** Start **

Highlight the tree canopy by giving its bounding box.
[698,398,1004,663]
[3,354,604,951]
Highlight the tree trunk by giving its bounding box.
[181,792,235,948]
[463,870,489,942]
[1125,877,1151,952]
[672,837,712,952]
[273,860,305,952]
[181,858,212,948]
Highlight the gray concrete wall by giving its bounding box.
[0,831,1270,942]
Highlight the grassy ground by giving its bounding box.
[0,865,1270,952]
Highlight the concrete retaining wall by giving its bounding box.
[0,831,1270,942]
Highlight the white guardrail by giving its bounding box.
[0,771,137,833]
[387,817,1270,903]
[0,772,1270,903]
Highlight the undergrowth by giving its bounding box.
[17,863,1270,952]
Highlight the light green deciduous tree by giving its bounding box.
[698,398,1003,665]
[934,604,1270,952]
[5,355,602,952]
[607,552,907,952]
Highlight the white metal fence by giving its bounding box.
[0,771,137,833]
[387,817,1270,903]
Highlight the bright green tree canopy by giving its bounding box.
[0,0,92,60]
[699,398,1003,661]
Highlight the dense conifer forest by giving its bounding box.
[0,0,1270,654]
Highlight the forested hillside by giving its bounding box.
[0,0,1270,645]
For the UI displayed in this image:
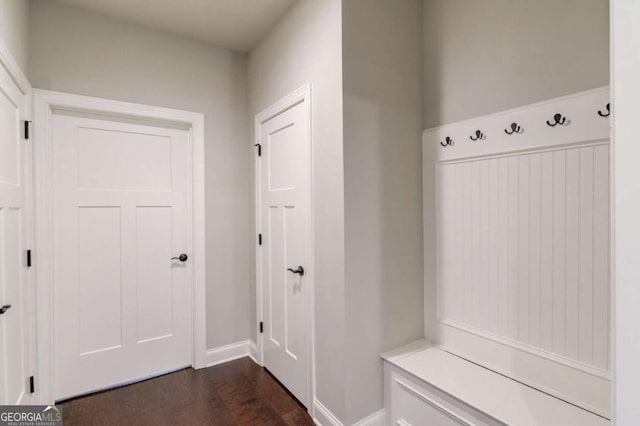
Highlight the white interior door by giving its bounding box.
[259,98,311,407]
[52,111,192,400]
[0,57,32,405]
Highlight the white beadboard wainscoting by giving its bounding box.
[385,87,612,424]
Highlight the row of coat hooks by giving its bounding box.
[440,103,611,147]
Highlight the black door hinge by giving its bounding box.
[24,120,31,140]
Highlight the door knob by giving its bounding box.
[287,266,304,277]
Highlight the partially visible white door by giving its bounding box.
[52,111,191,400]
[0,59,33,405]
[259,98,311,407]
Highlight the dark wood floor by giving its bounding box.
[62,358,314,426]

** End **

Given exercise: Copy the records from the start through the line containing "[17,863,1270,952]", replacing every "Highlight" with "Outline" and leaving everything else unchanged.

Expected output:
Outline the tree canopy by giving its bounding box.
[698,398,1004,663]
[3,354,604,951]
Outline the tree trunk by giving its bounding box.
[181,792,235,948]
[463,870,489,942]
[1125,877,1151,952]
[672,837,712,952]
[273,860,305,952]
[181,858,212,948]
Outline the gray concrete wall by giving its bounding box.
[0,831,1270,942]
Outline the grassy ground by giving its bounding box.
[0,865,1270,952]
Outline the concrete retaining wall by giving its bounding box.
[0,831,1270,942]
Outline the white guardrail by giving its bounding box.
[0,771,137,833]
[387,817,1270,903]
[0,772,1270,903]
Outline the undergrowth by giving its bounding box.
[17,863,1270,952]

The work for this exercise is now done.